Dataset rows on where objects appear
******************************

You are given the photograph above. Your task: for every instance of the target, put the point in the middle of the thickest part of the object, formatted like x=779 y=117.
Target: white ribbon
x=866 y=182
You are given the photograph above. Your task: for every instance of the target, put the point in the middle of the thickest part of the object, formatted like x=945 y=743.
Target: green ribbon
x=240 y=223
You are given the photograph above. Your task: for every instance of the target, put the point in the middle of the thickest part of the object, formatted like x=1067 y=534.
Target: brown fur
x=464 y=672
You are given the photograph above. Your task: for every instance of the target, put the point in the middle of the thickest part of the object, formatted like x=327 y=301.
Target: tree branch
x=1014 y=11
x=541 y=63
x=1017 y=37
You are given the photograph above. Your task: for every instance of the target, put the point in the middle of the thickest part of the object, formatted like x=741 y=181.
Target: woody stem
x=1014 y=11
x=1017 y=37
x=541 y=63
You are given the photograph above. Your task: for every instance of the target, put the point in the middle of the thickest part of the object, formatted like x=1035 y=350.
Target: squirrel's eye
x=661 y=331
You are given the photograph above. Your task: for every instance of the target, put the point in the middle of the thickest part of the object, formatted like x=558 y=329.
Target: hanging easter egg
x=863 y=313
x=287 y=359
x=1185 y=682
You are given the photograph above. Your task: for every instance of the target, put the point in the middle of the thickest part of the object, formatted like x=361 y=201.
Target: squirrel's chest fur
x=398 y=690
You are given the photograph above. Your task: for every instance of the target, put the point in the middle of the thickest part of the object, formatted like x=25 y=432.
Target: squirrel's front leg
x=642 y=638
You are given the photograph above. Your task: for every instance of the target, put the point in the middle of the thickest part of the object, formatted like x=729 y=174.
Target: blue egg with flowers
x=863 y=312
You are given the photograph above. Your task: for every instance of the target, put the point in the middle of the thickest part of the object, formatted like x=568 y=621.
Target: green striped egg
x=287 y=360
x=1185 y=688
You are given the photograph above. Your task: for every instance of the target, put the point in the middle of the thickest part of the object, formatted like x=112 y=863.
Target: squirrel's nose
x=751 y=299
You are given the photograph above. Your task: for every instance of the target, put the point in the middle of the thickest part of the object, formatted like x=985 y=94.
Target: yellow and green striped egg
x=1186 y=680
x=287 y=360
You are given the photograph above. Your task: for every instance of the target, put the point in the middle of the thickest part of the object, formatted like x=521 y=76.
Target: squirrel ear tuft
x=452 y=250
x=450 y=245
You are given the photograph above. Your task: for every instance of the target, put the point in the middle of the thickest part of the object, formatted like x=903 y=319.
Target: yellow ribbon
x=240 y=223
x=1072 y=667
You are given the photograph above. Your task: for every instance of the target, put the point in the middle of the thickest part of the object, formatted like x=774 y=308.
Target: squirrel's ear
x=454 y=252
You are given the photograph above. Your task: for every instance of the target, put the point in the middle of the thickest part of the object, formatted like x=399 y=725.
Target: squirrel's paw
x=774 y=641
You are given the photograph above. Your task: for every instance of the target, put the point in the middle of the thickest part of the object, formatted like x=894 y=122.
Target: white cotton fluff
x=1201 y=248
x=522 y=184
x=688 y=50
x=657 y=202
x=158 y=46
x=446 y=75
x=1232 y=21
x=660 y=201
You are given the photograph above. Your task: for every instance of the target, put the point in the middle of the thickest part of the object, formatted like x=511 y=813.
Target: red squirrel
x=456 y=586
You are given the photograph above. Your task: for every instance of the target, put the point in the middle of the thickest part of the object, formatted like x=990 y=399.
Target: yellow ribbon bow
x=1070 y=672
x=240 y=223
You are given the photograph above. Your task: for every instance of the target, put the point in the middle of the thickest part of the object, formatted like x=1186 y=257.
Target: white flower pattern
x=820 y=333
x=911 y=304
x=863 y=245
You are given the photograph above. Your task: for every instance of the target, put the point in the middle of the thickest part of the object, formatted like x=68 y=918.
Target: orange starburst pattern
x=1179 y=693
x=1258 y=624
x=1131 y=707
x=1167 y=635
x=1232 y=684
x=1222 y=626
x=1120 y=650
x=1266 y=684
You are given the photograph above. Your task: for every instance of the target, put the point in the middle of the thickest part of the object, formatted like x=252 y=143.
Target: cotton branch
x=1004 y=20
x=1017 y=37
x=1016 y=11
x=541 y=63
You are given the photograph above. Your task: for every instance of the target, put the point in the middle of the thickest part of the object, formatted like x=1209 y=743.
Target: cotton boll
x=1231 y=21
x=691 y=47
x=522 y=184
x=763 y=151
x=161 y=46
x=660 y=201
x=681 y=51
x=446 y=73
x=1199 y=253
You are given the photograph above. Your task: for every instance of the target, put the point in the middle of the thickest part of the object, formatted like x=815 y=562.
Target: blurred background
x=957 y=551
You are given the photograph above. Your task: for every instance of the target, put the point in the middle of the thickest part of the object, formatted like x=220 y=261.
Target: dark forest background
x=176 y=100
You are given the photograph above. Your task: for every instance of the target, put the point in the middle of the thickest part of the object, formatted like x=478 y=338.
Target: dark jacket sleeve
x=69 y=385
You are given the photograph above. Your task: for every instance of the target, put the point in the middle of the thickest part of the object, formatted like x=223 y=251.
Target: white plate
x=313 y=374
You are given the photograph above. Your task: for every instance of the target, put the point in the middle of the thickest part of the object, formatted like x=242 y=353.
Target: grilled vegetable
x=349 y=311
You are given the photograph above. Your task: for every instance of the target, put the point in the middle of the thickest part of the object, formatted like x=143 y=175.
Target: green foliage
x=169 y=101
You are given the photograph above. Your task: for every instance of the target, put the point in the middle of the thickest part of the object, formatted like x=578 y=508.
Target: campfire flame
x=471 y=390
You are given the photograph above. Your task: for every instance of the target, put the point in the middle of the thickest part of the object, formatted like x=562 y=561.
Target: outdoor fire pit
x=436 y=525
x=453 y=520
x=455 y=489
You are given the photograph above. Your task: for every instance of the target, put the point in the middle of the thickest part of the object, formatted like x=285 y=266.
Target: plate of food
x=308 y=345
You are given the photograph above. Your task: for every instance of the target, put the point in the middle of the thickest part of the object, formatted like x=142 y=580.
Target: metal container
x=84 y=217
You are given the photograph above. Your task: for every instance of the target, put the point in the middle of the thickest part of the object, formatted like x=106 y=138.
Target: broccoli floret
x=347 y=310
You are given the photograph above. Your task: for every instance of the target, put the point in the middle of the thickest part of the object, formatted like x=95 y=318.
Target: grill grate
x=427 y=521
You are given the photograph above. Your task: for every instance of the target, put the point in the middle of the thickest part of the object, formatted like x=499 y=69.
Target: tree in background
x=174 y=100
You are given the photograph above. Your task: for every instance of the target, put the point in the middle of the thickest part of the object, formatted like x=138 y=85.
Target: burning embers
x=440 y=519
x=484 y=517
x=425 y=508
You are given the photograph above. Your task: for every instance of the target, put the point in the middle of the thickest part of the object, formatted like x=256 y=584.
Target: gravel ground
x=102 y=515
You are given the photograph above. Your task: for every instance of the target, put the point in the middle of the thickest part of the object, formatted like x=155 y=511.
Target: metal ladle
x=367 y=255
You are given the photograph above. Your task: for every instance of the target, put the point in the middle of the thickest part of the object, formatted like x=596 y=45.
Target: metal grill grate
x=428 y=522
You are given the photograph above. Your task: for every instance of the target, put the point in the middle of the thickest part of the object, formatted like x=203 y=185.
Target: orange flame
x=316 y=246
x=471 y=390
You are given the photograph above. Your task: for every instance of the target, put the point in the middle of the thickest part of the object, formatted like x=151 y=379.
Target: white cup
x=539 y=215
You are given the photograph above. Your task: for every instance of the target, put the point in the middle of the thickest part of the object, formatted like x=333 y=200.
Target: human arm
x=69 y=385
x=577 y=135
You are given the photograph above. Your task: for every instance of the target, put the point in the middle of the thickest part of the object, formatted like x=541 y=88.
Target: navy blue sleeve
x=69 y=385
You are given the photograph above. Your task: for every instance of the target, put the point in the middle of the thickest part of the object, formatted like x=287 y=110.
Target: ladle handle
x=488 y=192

******************************

What you need to do
In the lines between the one holding "like x=894 y=122." and the one holding "x=456 y=586", inclusive, rename "photograph" to "image" and give those lines again with nothing else changed.

Finished exercise
You are given the image above. Your task: for every instance of the target, put the point in the middle of the thickest part of the object, formatted like x=894 y=122.
Target: white cotton fluff
x=1201 y=248
x=522 y=184
x=688 y=50
x=657 y=202
x=158 y=46
x=446 y=75
x=1232 y=21
x=660 y=201
You are given the image above. Your task: for every instance of the target, put the point in the middle of the thickest part of the object, formatted like x=511 y=813.
Target: red squirrel
x=456 y=586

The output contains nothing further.